→ **Exercise 1**
List the full names of all employees charged with neglect and misconduct in the news report below on the Missouri duck boat deaths.
--------------------------------
Judge dismisses criminal counts in Missouri duck boat deaths – 9 members of Indianapolis family died

The boat captain, the general manager of the boat’s operator, and the manager on duty that day were charged with neglect and misconduct.

LIBERTY, Mo. — A federal judge has dismissed neglect and misconduct charges against three employees of a tourist boat that sank on a Missouri lake in 2018, killing 17 people.

U.S. District Judge Doug Harpool filed an order Wednesday upholding a recommendation made in September.

Kenneth Scott McKee, of Verona, the captain of the duck boat; Curtis Lanham, of Galena, the general manager of the boat’s operator, Ride the Ducks Branson; and Charles Baltzell, of Kirbyville, the manager on duty that day, were charged with neglect and misconduct after the amphibious vehicle sank during a storm on Table Rock Lake near Branson. McKee also was charged with failure to properly assess the weather before launching the boat and not telling passengers to use flotation devices.

The boat had entered the lake on July, 19, 2018, despite severe weather warnings.

Riders from Missouri, Illinois, Arkansas and nine members of a family from Indianapolis were killed.

Tia Coleman and her young nephew were the only ones from their family to survive.

Tia lost her husband and three children when the boat sank.

NTSB final report on deadly duck boat accident

U.S. Magistrate Judge David P. Rush ruled in September that the federal government does not have jurisdiction because Table Rock Lake is not considered a navigable waterway, which means it doesn’t support commerce.
--------------------------------
→ **Exercise 2**
Put the lines of the entries, from the line with "Expected: for each instance of the girl's face" up to and including the last line of the entries, into a Markdown table with the columns Row and Line, omitting blank lines.

→ **Records for processing**
--------------------------------
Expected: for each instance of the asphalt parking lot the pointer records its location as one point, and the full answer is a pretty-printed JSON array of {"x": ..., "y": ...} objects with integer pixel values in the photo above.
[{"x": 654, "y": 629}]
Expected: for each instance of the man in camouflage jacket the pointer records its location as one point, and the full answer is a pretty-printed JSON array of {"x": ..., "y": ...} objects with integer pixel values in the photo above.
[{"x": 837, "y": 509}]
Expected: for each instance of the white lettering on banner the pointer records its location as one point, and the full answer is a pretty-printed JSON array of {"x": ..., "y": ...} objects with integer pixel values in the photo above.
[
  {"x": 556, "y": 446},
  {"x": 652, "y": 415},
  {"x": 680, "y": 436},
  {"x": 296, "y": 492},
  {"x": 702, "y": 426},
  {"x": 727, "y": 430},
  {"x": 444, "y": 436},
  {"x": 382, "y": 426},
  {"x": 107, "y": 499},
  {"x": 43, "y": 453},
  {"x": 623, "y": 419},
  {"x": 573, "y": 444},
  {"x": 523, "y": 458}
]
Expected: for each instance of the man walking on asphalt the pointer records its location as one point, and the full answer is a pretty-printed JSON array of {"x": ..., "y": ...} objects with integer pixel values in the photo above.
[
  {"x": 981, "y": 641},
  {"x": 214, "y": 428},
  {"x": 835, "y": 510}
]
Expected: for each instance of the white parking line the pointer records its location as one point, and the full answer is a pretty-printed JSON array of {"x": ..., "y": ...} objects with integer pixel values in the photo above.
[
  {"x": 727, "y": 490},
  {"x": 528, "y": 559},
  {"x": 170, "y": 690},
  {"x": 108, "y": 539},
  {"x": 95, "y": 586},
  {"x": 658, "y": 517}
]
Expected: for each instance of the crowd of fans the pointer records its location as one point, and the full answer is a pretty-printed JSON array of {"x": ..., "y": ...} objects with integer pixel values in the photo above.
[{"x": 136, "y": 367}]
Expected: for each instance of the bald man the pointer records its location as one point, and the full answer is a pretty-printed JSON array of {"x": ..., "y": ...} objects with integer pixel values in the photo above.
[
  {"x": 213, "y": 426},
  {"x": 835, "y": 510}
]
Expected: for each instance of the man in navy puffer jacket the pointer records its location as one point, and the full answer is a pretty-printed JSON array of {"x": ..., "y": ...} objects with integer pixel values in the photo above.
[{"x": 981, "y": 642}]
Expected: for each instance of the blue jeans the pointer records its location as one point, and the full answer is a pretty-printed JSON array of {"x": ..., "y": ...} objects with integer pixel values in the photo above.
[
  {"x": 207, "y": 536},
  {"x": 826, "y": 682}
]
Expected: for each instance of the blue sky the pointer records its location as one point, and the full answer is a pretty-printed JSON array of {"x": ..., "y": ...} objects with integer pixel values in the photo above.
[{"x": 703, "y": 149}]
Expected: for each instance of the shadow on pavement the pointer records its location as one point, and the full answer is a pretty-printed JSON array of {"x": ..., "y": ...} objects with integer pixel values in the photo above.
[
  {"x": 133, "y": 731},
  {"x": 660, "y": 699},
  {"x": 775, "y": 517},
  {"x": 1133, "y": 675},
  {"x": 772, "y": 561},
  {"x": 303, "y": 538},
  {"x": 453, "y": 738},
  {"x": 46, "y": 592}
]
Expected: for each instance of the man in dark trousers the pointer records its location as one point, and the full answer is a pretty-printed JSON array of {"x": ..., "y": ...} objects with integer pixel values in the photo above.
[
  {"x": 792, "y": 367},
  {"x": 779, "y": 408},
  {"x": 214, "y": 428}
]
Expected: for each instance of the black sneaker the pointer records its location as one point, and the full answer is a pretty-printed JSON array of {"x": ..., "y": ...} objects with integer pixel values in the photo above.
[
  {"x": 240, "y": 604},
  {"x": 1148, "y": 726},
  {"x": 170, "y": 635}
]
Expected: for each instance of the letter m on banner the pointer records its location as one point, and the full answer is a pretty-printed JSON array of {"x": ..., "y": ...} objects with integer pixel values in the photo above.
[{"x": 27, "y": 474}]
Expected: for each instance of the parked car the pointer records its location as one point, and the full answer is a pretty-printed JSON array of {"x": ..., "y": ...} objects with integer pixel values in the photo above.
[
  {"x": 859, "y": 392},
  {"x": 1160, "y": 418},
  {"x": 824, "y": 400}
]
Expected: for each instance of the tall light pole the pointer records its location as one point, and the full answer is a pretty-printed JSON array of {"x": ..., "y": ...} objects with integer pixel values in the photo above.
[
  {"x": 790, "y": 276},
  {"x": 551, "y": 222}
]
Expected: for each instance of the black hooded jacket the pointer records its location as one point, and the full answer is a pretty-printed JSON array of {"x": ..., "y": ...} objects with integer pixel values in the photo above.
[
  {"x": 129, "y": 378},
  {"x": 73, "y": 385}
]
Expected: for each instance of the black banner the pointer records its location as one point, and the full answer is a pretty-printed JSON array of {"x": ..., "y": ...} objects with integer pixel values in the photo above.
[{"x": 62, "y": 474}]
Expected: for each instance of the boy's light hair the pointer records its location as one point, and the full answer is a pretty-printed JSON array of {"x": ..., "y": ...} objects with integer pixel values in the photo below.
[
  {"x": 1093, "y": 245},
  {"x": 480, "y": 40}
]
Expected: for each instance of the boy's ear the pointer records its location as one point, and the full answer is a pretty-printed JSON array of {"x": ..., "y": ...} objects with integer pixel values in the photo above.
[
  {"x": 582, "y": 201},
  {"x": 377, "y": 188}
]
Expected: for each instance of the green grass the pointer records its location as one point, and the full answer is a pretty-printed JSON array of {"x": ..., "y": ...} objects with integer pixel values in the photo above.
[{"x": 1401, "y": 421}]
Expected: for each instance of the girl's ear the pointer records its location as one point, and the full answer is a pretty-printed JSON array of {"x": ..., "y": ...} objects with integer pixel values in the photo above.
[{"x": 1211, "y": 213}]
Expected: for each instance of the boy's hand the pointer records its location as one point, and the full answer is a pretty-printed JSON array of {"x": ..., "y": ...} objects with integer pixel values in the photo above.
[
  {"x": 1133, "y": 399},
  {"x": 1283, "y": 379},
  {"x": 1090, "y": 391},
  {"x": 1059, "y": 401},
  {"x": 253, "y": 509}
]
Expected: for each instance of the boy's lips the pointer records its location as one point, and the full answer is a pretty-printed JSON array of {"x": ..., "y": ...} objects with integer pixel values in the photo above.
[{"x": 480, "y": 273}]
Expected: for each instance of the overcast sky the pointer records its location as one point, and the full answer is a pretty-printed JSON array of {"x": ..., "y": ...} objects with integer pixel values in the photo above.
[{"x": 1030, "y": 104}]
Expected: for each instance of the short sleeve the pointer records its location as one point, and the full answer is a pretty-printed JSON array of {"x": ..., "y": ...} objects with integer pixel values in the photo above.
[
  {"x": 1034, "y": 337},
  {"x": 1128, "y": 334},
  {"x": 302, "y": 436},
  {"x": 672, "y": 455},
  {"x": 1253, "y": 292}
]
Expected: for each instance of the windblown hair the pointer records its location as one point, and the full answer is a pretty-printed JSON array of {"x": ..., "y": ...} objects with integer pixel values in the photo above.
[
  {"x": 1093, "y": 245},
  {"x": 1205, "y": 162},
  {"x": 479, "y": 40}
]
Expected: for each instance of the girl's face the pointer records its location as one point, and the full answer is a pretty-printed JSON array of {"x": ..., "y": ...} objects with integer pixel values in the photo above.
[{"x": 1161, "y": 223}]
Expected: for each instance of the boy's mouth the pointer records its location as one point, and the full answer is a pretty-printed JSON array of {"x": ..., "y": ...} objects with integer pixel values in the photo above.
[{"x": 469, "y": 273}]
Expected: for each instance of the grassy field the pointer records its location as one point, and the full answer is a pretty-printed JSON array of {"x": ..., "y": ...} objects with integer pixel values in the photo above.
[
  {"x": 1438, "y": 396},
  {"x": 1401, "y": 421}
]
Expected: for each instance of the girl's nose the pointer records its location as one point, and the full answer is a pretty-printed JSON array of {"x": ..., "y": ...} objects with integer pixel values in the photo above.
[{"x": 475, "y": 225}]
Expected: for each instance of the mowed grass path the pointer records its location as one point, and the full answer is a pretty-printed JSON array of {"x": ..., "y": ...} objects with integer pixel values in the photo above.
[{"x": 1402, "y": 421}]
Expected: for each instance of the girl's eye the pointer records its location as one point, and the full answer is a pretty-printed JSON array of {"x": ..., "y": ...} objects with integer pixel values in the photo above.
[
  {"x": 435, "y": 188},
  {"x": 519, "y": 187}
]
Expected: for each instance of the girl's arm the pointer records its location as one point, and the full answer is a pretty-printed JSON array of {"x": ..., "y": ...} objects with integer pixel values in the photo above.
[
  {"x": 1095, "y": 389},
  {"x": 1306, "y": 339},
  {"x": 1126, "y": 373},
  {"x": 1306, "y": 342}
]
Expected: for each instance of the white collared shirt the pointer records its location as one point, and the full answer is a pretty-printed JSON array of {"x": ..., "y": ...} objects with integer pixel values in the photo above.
--------------------------------
→ **Response 1**
- Kenneth Scott McKee
- Curtis Lanham
- Charles Baltzell

→ **Response 2**
| Row | Line |
|---|---|
| 1 | Expected: for each instance of the girl's face the pointer records its location as one point, and the full answer is a pretty-printed JSON array of {"x": ..., "y": ...} objects with integer pixel values in the photo above. |
| 2 | [{"x": 1161, "y": 223}] |
| 3 | Expected: for each instance of the boy's mouth the pointer records its location as one point, and the full answer is a pretty-printed JSON array of {"x": ..., "y": ...} objects with integer pixel values in the photo above. |
| 4 | [{"x": 469, "y": 273}] |
| 5 | Expected: for each instance of the grassy field the pointer records its location as one point, and the full answer is a pretty-printed JSON array of {"x": ..., "y": ...} objects with integer pixel values in the photo above. |
| 6 | [ |
| 7 |   {"x": 1438, "y": 396}, |
| 8 |   {"x": 1401, "y": 421} |
| 9 | ] |
| 10 | Expected: for each instance of the girl's nose the pointer records its location as one point, and the full answer is a pretty-printed JSON array of {"x": ..., "y": ...} objects with integer pixel values in the photo above. |
| 11 | [{"x": 475, "y": 225}] |
| 12 | Expected: for each instance of the mowed grass path the pointer records its location as one point, and the full answer is a pretty-printed JSON array of {"x": ..., "y": ...} objects with integer pixel values in the photo above. |
| 13 | [{"x": 1402, "y": 421}] |
| 14 | Expected: for each instance of the girl's eye the pointer records its location as one point, and the full answer is a pretty-printed JSON array of {"x": ..., "y": ...} objects with integer pixel values in the photo above. |
| 15 | [ |
| 16 |   {"x": 435, "y": 188}, |
| 17 |   {"x": 519, "y": 187} |
| 18 | ] |
| 19 | Expected: for each instance of the girl's arm the pointer records its location as one point, and the full answer is a pretty-printed JSON array of {"x": ..., "y": ...} objects with integer pixel values in the photo above. |
| 20 | [ |
| 21 |   {"x": 1095, "y": 389}, |
| 22 |   {"x": 1306, "y": 339}, |
| 23 |   {"x": 1126, "y": 373}, |
| 24 |   {"x": 1306, "y": 342} |
| 25 | ] |
| 26 | Expected: for each instance of the white collared shirt the pointer records its location as one point, and the full answer is a pretty-printed JSON array of {"x": ..., "y": ...} objects with integer pixel values in the photo above. |